• [SOURCE PASSAGE]:
[Start of Attachment]

More than four in 10 nurses (42.7%) say their organization has an adequate supply of PPE, but there are several indications that many nurses are either reusing PPE (52.6%) or using their own (18.7%). In fact, 52.6% said their facility was reusing PPE.
Megan Brunson, a night shift supervisor in the cardiovascular ICU at Medical City Dallas Hospital, told Forbes she takes issue with the term “adequate.”
“When asking if we have ‘adequate PPE,’ there is an assumption that this is okay,” she wrote in an email to the magazine. “The better question to ask is if we are at the level recommended by the manufacturer for the PPE per use.”
For example, Brunson said, an N95 mask should be used for no more than eight hours, while a surgical mask is recommended for 15 minutes. These materials “are one-time use, not for a full day or to be used in/out of rooms and multiple patients.”
Although their concerns about being infected and infecting others has declined since the September survey, concern over burnout more than doubled. In September 2020, just 25% of the respondents said they were worried about burnout. By December, that number had climbed to 61%.
Joseph Falise, a nurse manager for University of Miami Hospital and Clinics, told Forbes that working more than 60 hours a week is common.
“This is more than I worked prior to COVID because I was asked to assume oversight of the COVID unit while maintaining my previously assigned areas as well,” he said.
More nurses — 40% — said they were concerned about their mental health, too. In September that number was 24%.
“The risks of long shifts and many hours for this intense kind of work are well known and could lead to errors, breaches in PPE, practice, and exhaustion,” Falise said. “One approach we’ve taken to mitigate this concern is to not allow anyone to work five to six shifts per week and to bring in additional staff as needed.”

[End of Attachment]

• [TASK SET]:
- A) Summarize the nurse survey passage above in two sentences.
- B) Answer these questions from the nurse survey passage above, giving each answer on its own line with the matching mark.
(i) What percentage of nurses said their organization has an adequate supply of PPE?
(ii) According to Brunson, what is the longest an N95 mask should be used?
(iii) What share of nurses said they were concerned about their mental health, according to the most recent figure?
- C) Rewrite the paragraph of the nurse survey passage beginning "Although their concerns about being infected" as a bulleted list, keeping its main facts.

• [MATERIAL SHOWN]:
[Start of Attachment]

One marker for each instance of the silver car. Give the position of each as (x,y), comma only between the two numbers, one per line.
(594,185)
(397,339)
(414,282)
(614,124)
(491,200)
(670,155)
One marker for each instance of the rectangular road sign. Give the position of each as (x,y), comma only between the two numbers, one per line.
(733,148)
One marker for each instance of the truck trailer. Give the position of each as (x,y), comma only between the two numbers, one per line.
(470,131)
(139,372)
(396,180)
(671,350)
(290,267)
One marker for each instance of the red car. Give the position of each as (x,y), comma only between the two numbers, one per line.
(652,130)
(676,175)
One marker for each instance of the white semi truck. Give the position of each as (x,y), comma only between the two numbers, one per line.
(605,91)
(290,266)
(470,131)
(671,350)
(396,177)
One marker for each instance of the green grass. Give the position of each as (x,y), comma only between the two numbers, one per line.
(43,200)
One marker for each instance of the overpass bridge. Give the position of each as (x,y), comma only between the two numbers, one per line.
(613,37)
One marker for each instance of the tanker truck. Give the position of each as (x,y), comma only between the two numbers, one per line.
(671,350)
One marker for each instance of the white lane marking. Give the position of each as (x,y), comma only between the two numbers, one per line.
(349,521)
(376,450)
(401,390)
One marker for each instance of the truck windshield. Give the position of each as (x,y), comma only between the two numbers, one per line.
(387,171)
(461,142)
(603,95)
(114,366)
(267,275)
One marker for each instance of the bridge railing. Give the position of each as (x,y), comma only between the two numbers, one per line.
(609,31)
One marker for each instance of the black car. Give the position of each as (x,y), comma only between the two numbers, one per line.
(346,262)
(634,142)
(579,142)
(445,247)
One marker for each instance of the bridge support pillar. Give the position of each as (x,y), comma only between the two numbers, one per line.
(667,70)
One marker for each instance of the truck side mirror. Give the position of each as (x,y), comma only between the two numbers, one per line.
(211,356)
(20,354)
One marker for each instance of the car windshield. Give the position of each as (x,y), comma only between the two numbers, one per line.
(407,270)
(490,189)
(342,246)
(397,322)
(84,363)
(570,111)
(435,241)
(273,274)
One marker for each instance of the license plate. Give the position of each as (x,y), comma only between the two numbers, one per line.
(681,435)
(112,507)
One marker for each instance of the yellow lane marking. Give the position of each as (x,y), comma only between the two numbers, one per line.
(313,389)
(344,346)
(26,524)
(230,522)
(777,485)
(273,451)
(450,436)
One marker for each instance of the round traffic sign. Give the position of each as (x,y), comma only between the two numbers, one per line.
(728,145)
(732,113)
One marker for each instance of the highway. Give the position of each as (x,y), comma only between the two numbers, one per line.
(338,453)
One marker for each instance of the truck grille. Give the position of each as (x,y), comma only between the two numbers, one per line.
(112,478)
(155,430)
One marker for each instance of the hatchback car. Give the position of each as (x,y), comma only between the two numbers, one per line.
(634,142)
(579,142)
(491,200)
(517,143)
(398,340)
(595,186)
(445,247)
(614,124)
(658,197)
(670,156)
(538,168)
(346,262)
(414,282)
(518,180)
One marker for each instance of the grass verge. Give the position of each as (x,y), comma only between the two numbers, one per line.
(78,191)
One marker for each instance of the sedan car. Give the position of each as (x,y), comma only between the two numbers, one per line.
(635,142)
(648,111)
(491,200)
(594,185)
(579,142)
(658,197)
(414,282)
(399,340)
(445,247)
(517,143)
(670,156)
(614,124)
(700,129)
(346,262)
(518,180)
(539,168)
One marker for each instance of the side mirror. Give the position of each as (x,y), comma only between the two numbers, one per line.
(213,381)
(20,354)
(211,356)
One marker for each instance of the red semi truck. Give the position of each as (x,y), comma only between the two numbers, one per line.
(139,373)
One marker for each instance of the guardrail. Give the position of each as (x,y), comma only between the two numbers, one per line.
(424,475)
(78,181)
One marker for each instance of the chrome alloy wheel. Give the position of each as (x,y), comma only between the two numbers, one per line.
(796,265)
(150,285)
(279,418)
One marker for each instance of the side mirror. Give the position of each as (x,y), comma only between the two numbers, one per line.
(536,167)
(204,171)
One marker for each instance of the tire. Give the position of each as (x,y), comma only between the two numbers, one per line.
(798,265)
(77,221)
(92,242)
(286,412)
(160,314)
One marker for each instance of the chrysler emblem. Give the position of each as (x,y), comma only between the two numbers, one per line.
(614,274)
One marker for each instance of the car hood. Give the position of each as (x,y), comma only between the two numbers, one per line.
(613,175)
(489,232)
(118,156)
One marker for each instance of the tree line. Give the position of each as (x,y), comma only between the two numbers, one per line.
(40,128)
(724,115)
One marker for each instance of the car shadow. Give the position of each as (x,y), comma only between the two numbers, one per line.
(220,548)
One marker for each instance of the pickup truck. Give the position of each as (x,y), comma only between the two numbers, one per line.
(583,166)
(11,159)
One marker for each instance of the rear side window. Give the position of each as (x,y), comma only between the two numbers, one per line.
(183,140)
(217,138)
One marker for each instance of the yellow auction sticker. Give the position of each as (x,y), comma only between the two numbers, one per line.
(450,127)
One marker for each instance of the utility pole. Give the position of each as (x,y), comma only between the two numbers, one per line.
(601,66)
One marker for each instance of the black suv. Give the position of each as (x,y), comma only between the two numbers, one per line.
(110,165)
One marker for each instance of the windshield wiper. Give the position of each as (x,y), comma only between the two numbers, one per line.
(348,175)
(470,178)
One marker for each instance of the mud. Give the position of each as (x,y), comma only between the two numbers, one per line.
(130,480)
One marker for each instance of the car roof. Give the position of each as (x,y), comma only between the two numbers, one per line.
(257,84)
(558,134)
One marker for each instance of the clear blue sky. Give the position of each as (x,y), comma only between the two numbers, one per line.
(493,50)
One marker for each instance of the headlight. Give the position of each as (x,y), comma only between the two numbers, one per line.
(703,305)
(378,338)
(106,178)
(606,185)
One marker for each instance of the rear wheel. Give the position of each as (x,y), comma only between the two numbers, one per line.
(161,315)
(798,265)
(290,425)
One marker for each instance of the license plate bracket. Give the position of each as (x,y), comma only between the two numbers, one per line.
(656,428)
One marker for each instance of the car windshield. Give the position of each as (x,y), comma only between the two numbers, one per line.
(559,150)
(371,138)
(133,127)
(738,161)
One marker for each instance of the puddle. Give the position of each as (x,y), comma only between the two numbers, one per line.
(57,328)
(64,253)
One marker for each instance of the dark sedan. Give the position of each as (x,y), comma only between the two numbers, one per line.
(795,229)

[End of Attachment]

• [ANSWERS PROVIDED]:
- A) Although 42.7% of nurses said their organization has an adequate supply of PPE, 52.6% said their facility was reusing it, and a cardiovascular ICU supervisor argued the better question is whether PPE use meets the manufacturer's recommended level. Concern over burnout rose from 25% in September 2020 to 61% by December, and concern about mental health rose from 24% to 40%, while a nurse manager said working more than 60 hours a week is common.

- B)
(i) 42.7%
(ii) No more than eight hours
(iii) 40%

- C)
- Concern about being infected and infecting others has declined since the September survey.
- Concern over burnout more than doubled.
- In September 2020, 25% of respondents were worried about burnout.
- By December, that figure had climbed to 61%.